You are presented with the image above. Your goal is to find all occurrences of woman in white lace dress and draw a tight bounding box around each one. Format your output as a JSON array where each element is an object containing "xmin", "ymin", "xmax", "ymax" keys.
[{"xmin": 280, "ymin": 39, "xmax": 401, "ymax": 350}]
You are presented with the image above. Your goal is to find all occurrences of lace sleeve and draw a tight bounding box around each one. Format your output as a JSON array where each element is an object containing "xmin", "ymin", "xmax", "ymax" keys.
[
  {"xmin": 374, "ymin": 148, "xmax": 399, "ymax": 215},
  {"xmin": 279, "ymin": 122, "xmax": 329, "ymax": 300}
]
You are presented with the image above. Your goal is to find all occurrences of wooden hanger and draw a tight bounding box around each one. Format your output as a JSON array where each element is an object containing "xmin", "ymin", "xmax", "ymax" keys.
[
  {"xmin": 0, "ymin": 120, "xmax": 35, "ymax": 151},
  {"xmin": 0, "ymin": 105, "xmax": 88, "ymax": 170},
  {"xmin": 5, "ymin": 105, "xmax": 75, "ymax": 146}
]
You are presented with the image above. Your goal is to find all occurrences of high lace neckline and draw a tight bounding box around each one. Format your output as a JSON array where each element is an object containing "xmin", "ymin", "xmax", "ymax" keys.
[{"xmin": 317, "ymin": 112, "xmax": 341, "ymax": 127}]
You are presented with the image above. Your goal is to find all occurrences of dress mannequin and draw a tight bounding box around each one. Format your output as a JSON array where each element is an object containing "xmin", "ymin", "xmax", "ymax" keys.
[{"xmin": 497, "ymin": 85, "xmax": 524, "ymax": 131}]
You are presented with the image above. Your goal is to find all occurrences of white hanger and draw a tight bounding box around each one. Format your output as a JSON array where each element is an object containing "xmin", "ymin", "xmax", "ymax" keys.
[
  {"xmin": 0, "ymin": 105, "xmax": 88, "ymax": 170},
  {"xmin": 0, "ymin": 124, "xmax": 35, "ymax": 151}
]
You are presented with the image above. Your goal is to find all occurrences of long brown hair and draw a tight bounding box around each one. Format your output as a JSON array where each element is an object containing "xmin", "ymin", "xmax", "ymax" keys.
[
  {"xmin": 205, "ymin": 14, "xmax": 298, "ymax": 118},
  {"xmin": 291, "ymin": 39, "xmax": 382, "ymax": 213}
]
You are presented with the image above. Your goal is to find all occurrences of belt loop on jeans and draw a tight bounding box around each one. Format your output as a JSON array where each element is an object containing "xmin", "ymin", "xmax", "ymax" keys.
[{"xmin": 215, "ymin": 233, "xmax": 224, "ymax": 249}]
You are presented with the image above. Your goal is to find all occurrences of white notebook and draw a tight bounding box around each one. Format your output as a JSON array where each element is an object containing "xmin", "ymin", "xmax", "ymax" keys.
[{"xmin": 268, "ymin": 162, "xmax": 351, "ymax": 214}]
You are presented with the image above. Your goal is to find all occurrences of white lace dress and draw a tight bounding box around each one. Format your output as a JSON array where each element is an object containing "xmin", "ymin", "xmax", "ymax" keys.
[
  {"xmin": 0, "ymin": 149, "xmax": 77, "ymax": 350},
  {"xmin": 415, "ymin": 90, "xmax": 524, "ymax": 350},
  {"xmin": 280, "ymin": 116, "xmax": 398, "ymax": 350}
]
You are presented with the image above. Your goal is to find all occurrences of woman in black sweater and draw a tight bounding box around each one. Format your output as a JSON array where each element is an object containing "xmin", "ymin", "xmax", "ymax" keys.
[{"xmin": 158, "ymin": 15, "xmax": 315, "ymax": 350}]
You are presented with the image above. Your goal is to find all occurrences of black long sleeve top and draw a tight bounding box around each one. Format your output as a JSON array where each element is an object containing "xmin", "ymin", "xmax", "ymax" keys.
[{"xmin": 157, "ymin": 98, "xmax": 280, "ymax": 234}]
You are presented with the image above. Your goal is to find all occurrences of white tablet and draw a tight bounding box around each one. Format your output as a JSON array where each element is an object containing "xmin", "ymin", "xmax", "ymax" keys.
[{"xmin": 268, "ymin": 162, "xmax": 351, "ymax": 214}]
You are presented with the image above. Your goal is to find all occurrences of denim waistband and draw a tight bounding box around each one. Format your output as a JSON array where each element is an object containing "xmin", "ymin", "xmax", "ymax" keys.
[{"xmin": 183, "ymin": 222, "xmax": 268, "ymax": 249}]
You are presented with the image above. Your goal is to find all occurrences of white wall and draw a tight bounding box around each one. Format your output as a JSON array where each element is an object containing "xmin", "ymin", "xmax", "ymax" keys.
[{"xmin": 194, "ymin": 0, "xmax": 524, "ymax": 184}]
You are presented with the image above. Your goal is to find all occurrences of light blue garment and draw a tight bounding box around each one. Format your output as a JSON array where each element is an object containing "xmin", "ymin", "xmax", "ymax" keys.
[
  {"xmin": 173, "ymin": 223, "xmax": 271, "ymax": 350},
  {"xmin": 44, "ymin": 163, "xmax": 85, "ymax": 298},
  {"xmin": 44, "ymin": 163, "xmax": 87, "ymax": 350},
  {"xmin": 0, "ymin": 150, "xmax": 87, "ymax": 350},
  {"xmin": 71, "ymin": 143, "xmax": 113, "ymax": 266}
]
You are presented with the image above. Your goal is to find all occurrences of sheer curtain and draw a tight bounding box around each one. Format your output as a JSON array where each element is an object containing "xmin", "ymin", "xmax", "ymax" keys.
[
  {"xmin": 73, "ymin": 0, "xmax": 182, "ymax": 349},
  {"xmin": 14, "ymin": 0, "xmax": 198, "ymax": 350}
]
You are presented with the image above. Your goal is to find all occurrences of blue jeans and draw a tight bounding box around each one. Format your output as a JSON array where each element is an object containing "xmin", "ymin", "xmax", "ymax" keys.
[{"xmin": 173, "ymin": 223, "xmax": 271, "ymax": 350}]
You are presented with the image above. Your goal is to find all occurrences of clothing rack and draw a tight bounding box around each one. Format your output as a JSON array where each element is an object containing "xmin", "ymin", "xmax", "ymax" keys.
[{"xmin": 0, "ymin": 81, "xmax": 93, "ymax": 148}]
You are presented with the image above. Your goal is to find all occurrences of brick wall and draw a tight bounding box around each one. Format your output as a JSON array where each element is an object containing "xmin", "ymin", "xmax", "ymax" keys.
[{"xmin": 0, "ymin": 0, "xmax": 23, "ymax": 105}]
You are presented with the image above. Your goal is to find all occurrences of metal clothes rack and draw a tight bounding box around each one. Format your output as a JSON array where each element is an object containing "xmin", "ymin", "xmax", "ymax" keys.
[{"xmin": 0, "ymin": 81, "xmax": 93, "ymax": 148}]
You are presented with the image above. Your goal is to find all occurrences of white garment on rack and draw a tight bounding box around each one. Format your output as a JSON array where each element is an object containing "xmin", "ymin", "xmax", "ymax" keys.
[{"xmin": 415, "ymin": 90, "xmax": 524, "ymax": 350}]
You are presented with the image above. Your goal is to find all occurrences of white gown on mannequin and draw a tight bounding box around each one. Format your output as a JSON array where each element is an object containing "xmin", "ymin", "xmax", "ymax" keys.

# What you have to do:
Rescale the stretch from the line containing "occurrences of blue" through the end of the records: rewrite every one of those lines, requests included, with each coordinate value in the answers multiplied by 1.5 and rounded to a whole number (halves round up). Leave the requests unchanged.

# Written reply:
You are presented with the image above. Your goal is to find all occurrences of blue jeans and draw a tight bounding box around each one. Format your output as a JSON array where each element is an object containing "xmin", "ymin", "xmax", "ymax" keys.
[{"xmin": 260, "ymin": 335, "xmax": 407, "ymax": 525}]
You are presented with the image above. Your goal is to find all occurrences of clothing rack and draw a tight bounding box around each one. Format your output as a JSON array where each element is an object containing "xmin", "ymin", "xmax", "ymax" keys.
[{"xmin": 0, "ymin": 122, "xmax": 140, "ymax": 222}]
You are presented with the image above. Your goal is to find all occurrences of brick wall and draw a tight bounding box around each one. Format your output as a JSON array where each element is an object containing "xmin", "ymin", "xmax", "ymax" keys.
[{"xmin": 0, "ymin": 0, "xmax": 35, "ymax": 158}]
You are presented with the image above. Your goal is to find all occurrences of metal clothes rack and draw a tight bounding box around each one. Format your output as a JSON array where each element is an object containing "xmin", "ymin", "xmax", "ymax" keys.
[{"xmin": 0, "ymin": 122, "xmax": 140, "ymax": 222}]
You are presented with the image above. Your goal is to find all occurrences of white garment on rack and draw a tight bounding box around each one. Format your output as a JSON array where each element is an object containing "xmin", "ymin", "xmax", "ymax" keys.
[{"xmin": 623, "ymin": 135, "xmax": 786, "ymax": 525}]
You are presented with the image above. Your goal is to find all occurrences of white gown on mannequin and draw a tight bounding box around each one. Format your output as a JSON array where each element is an object containing "xmin", "ymin", "xmax", "ymax" keys.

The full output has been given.